INPUT MATERIAL Block Start

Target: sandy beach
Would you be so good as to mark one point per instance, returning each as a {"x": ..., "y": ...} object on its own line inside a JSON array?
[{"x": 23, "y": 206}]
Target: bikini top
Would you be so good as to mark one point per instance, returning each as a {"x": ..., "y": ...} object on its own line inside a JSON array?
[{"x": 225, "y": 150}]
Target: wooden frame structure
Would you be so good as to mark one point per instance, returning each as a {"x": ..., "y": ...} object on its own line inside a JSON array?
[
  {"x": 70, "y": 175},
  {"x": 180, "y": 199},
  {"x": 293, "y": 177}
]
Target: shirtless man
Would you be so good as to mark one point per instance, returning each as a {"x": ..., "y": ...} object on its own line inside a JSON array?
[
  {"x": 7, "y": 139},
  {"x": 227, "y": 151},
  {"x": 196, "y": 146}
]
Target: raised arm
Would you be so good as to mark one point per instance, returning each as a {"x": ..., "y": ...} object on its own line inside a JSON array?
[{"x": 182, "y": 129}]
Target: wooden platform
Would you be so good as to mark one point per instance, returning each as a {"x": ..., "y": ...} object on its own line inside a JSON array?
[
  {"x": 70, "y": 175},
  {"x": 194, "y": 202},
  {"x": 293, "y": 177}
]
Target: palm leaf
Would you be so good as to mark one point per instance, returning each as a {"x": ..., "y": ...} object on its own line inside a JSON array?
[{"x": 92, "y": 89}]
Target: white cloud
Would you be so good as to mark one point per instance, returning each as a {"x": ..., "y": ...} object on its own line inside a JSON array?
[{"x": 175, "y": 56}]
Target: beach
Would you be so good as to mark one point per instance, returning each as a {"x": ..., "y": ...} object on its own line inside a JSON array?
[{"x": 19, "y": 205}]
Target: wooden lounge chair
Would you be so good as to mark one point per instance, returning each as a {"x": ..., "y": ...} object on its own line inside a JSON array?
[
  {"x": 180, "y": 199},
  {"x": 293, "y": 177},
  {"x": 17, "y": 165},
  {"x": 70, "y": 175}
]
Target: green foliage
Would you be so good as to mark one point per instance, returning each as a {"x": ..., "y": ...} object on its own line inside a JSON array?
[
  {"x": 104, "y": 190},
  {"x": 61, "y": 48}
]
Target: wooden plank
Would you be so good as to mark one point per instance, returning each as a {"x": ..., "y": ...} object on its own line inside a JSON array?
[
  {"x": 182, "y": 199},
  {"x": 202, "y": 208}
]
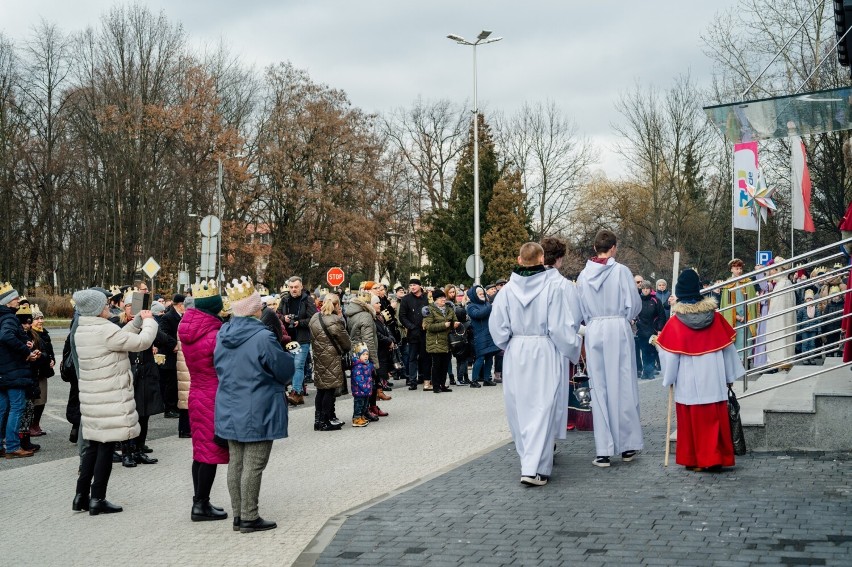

INPUT MATERIAL Block End

Go through the records above and return every line that holds the string "Target".

▸ EXERCISE SOLUTION
Target: sandy beach
Target: bikini top
Target: wooden frame structure
Target: shirtless man
Target: raised arm
Target: wooden platform
Target: palm leaf
Target: white cloud
Target: beach
Target: wooden lounge chair
Target: green foliage
Target: wooden plank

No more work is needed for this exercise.